* _Dataset extract_:
"""
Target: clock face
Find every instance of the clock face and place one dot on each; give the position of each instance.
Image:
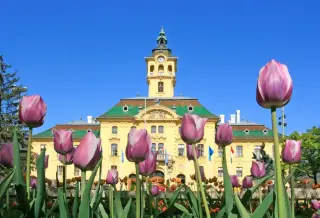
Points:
(160, 59)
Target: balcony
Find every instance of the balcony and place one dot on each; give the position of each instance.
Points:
(162, 157)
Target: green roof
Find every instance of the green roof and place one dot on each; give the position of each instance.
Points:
(77, 134)
(117, 111)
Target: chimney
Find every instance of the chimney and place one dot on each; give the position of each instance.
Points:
(238, 116)
(90, 119)
(232, 118)
(221, 118)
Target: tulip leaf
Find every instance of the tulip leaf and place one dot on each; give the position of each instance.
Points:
(264, 206)
(241, 209)
(75, 202)
(40, 184)
(182, 209)
(53, 208)
(193, 201)
(126, 209)
(18, 180)
(63, 208)
(170, 207)
(221, 213)
(103, 211)
(85, 209)
(248, 194)
(228, 190)
(5, 184)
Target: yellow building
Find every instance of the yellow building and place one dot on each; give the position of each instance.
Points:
(160, 113)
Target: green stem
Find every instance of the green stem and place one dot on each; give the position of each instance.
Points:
(142, 197)
(64, 174)
(8, 202)
(138, 192)
(198, 192)
(111, 201)
(83, 182)
(28, 173)
(200, 183)
(278, 176)
(292, 191)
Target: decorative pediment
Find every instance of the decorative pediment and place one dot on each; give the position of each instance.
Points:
(157, 112)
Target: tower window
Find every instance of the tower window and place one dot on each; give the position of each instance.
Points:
(151, 68)
(160, 68)
(160, 86)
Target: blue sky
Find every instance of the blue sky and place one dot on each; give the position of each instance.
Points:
(83, 56)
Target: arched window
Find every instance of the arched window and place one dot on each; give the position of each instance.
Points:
(160, 68)
(114, 130)
(153, 129)
(160, 129)
(160, 86)
(151, 68)
(114, 150)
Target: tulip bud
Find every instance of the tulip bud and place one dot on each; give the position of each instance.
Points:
(88, 152)
(258, 169)
(63, 142)
(112, 177)
(155, 190)
(223, 135)
(148, 167)
(192, 128)
(190, 152)
(234, 181)
(291, 152)
(33, 183)
(6, 155)
(46, 160)
(274, 88)
(247, 182)
(315, 204)
(139, 144)
(32, 111)
(68, 158)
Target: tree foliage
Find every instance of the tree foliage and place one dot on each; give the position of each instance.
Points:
(11, 93)
(310, 161)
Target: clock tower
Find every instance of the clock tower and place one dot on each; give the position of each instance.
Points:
(161, 69)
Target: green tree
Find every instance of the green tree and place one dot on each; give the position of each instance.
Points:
(11, 93)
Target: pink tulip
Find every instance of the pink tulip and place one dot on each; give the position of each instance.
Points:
(139, 144)
(291, 152)
(247, 182)
(46, 160)
(112, 177)
(192, 128)
(155, 190)
(258, 169)
(190, 152)
(32, 111)
(203, 177)
(33, 183)
(234, 181)
(274, 88)
(315, 204)
(223, 135)
(88, 153)
(68, 157)
(6, 155)
(63, 142)
(149, 166)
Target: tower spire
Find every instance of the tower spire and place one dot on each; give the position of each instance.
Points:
(162, 39)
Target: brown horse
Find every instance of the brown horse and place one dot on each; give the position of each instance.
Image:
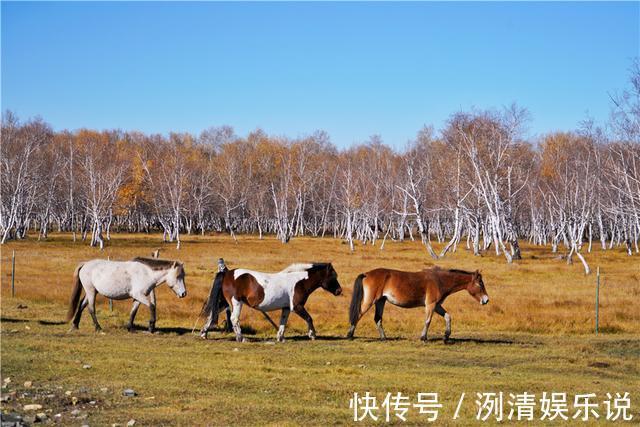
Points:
(286, 290)
(427, 288)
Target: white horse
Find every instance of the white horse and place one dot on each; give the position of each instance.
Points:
(119, 280)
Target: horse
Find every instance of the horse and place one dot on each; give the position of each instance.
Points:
(286, 290)
(427, 288)
(120, 280)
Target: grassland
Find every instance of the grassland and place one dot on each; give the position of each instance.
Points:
(535, 335)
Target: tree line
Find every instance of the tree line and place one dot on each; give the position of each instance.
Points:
(478, 182)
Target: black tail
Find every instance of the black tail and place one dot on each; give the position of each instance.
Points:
(215, 296)
(356, 300)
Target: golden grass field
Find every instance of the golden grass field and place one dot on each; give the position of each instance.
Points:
(535, 335)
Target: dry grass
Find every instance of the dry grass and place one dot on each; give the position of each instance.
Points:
(539, 294)
(535, 335)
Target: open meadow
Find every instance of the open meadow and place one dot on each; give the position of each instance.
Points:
(536, 335)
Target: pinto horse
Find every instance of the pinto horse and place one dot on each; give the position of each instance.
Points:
(427, 288)
(287, 290)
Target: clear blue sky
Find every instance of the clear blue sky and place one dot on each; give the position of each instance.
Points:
(352, 69)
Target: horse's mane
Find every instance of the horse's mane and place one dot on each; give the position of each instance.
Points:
(451, 270)
(455, 270)
(293, 268)
(156, 264)
(304, 267)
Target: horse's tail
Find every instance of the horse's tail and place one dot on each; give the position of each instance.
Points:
(356, 299)
(76, 293)
(212, 305)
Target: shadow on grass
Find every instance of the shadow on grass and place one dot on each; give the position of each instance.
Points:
(11, 320)
(52, 322)
(453, 341)
(450, 341)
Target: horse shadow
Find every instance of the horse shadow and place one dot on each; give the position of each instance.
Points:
(177, 330)
(11, 320)
(51, 322)
(453, 341)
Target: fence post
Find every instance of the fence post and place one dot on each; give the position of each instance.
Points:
(597, 298)
(110, 300)
(13, 274)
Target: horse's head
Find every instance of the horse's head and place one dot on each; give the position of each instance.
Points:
(175, 279)
(476, 288)
(329, 281)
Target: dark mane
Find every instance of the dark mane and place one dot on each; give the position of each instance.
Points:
(318, 266)
(156, 264)
(455, 270)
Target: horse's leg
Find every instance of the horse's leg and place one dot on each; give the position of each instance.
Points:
(283, 322)
(429, 310)
(152, 312)
(132, 316)
(447, 318)
(235, 318)
(378, 317)
(302, 312)
(366, 305)
(228, 327)
(91, 297)
(76, 318)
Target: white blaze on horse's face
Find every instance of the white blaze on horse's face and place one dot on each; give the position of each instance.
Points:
(175, 280)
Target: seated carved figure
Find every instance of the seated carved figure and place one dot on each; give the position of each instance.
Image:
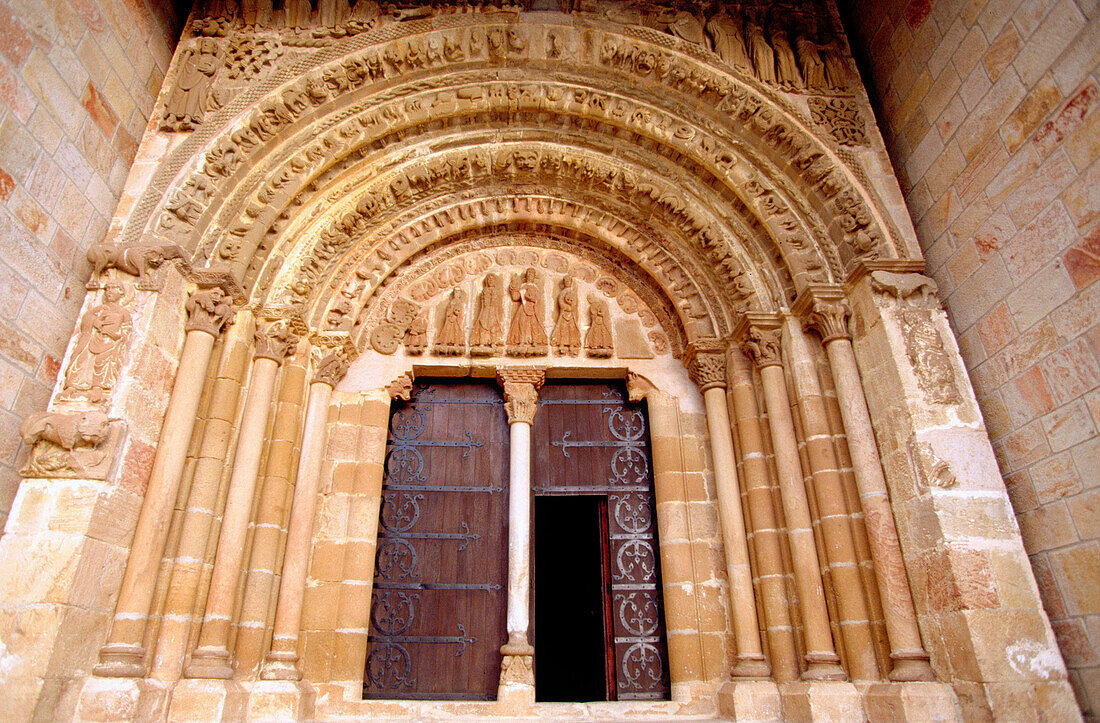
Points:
(131, 259)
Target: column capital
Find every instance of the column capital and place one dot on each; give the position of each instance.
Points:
(275, 341)
(520, 392)
(210, 310)
(825, 309)
(760, 336)
(706, 363)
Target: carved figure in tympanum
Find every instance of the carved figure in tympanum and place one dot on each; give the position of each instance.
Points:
(598, 341)
(100, 349)
(527, 336)
(68, 445)
(188, 100)
(451, 340)
(565, 337)
(488, 326)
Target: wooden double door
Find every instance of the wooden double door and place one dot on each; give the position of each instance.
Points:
(439, 600)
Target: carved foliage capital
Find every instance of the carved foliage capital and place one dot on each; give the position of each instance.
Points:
(520, 393)
(708, 370)
(831, 319)
(210, 310)
(331, 368)
(275, 341)
(763, 346)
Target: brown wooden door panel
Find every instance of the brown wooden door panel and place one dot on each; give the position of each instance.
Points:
(589, 440)
(439, 602)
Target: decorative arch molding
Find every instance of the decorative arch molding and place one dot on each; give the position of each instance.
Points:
(733, 135)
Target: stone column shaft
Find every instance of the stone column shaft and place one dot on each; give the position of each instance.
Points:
(766, 533)
(211, 658)
(906, 650)
(123, 655)
(282, 659)
(833, 512)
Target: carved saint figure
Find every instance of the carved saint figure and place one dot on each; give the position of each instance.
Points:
(597, 342)
(100, 349)
(565, 336)
(488, 326)
(187, 102)
(452, 329)
(787, 67)
(763, 58)
(728, 37)
(527, 337)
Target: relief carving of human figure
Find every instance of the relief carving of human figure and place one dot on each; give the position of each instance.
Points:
(100, 349)
(565, 337)
(187, 102)
(527, 337)
(597, 342)
(488, 326)
(452, 331)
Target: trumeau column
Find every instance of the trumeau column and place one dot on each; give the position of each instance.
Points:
(520, 402)
(761, 336)
(828, 313)
(282, 660)
(209, 311)
(708, 371)
(832, 511)
(211, 659)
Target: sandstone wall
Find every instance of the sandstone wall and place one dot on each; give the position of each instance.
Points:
(77, 81)
(989, 110)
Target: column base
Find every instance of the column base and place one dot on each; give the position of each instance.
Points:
(823, 667)
(517, 681)
(911, 666)
(281, 666)
(120, 660)
(210, 663)
(752, 701)
(754, 666)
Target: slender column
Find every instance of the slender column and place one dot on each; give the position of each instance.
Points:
(282, 660)
(832, 511)
(906, 652)
(211, 659)
(520, 396)
(123, 655)
(762, 344)
(190, 563)
(708, 371)
(766, 530)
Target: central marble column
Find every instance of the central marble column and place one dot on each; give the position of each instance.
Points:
(282, 660)
(209, 311)
(520, 401)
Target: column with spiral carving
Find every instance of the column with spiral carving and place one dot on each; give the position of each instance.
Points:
(282, 660)
(209, 311)
(520, 402)
(826, 310)
(760, 336)
(707, 367)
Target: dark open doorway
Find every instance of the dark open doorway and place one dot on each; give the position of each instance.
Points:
(571, 610)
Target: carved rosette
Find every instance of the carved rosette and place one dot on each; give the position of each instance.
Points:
(831, 319)
(210, 310)
(708, 370)
(276, 342)
(331, 368)
(520, 393)
(763, 346)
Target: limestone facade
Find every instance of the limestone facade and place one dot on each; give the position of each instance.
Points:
(692, 200)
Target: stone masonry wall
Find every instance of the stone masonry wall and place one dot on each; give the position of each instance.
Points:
(989, 110)
(77, 81)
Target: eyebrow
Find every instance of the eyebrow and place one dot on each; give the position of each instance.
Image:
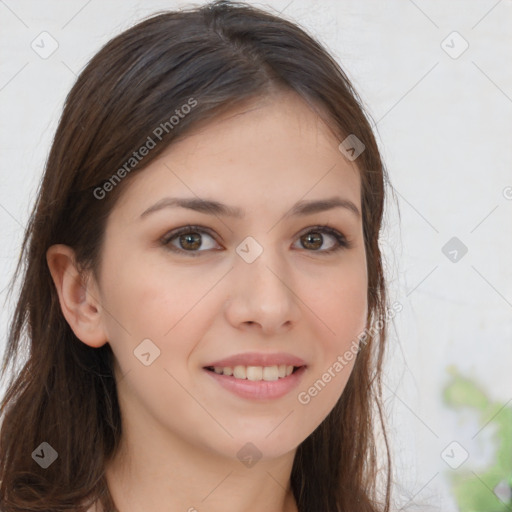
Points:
(212, 207)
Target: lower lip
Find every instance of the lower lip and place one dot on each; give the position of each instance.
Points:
(259, 389)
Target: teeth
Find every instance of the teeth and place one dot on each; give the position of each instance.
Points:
(255, 373)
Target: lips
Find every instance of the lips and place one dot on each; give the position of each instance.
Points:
(258, 359)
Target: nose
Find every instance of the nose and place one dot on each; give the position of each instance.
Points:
(262, 295)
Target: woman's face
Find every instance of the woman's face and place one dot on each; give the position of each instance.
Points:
(264, 289)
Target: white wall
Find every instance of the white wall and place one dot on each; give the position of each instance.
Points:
(444, 125)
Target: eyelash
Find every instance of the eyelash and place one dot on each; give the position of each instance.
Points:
(342, 242)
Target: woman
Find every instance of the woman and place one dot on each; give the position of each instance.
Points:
(202, 282)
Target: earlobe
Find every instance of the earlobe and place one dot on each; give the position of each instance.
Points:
(78, 297)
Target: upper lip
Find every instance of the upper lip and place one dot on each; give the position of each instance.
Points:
(259, 359)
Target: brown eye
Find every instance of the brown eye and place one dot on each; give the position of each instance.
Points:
(314, 238)
(188, 239)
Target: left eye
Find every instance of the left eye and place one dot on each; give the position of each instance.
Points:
(189, 239)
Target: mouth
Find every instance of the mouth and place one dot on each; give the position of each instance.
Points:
(259, 383)
(255, 373)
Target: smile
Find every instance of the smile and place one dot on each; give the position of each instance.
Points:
(257, 382)
(255, 373)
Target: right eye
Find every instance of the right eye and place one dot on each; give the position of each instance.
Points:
(189, 239)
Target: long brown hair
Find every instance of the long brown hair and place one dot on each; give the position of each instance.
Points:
(64, 393)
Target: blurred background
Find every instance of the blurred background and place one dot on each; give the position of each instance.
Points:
(436, 79)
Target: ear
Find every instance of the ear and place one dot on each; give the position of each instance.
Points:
(78, 296)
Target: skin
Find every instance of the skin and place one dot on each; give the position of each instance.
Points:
(181, 430)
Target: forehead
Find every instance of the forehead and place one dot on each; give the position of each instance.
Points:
(267, 152)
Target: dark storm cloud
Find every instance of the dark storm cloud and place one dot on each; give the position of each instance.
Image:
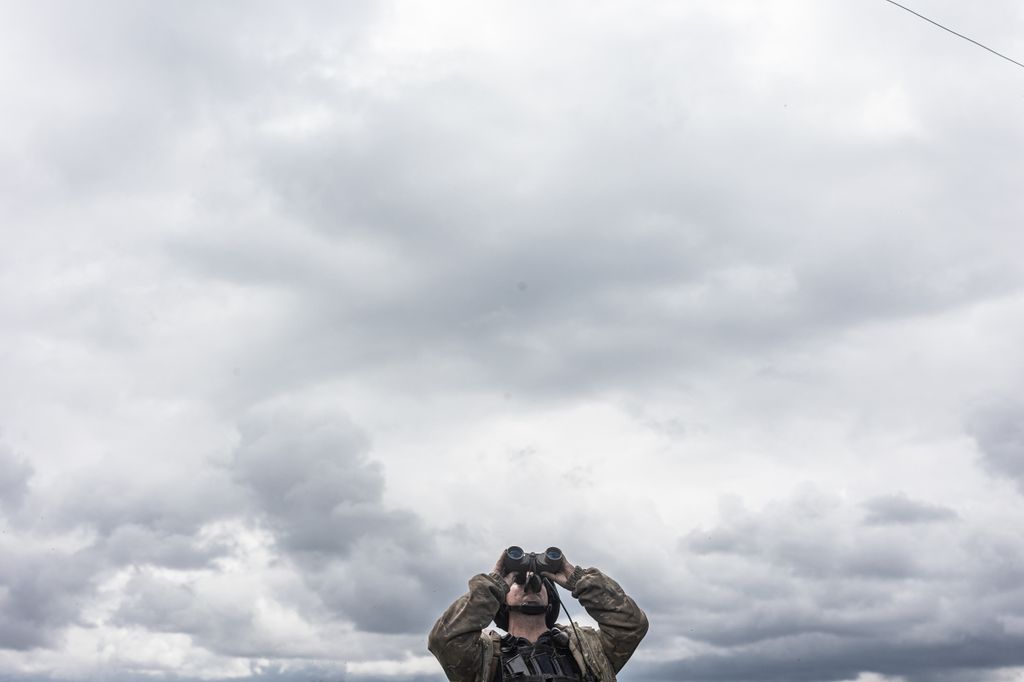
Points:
"""
* _Task statement_: Begin at the line that has "Find every instance of the column with" in the entries above; stop after the line that has "Find every instance of the dark open". Transcribe exactly those lines and no others.

* _Written solution_:
Find every instance of the column with spiral carving and place one dot on each; give the position of each instance.
Points:
(282, 660)
(209, 311)
(520, 402)
(826, 310)
(760, 336)
(707, 367)
Target: dark open doorway
Find every instance of the dark open doorway and place one dot on each; give the position of each instance.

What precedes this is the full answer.